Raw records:
◇ ◇ ◇ ◇ ◇
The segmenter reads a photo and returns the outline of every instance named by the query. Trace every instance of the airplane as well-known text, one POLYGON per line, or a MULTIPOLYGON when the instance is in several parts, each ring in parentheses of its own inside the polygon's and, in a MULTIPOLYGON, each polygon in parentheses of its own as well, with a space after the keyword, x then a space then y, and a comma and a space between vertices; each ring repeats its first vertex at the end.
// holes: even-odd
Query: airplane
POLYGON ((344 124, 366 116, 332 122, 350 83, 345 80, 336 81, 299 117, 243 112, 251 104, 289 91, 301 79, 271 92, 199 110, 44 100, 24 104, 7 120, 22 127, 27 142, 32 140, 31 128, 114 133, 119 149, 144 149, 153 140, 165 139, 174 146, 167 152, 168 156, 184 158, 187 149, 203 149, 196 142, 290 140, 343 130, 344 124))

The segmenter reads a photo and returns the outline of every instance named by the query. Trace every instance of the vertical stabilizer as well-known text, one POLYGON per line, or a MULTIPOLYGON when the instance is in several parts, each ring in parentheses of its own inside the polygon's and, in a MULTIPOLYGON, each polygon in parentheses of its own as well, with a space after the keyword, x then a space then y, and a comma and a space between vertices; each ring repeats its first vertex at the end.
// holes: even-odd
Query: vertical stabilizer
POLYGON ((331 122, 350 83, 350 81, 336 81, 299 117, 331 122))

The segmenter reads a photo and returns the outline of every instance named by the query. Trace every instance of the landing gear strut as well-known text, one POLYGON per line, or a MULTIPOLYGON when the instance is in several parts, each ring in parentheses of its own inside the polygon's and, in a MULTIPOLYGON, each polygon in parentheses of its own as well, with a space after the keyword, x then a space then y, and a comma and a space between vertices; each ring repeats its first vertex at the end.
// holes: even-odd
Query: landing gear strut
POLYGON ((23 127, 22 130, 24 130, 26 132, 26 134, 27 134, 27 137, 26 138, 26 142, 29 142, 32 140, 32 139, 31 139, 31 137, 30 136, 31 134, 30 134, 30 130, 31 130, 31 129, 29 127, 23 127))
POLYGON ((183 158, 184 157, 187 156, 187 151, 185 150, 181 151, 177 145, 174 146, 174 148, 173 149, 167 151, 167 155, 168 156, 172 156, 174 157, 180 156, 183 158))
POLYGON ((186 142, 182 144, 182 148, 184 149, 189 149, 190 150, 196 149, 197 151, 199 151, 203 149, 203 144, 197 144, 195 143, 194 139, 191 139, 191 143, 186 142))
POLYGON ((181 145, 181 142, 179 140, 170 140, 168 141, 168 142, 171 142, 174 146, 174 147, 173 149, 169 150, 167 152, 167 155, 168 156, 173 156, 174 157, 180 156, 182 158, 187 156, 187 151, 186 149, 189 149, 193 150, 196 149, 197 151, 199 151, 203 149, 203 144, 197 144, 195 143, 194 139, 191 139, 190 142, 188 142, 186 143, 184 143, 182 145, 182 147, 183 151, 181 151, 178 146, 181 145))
◇ ◇ ◇ ◇ ◇
Exercise objective: Reproduce the entries starting at the line that contains "of the vertical" and ending at the line that contains "POLYGON ((331 122, 350", with the requests included. Shift each outline by adding 149 to every vertex coordinate, and give only those lines.

Answer below:
The segmenter reads a photo and returns the outline of every instance named by the query. Trace every instance of the vertical stabilizer as well-known text, one POLYGON per line, or a MULTIPOLYGON when the instance is in several parts, each ring in parentheses of its own inside the polygon's and, in a MULTIPOLYGON, each polygon in parentheses of its own as well, with a space after the keyword, x then a space then y, and a comma and a space between vertices; each ring repeats its first vertex at the end.
// holes: even-odd
Query: vertical stabilizer
POLYGON ((480 271, 499 232, 499 230, 485 230, 448 266, 480 271))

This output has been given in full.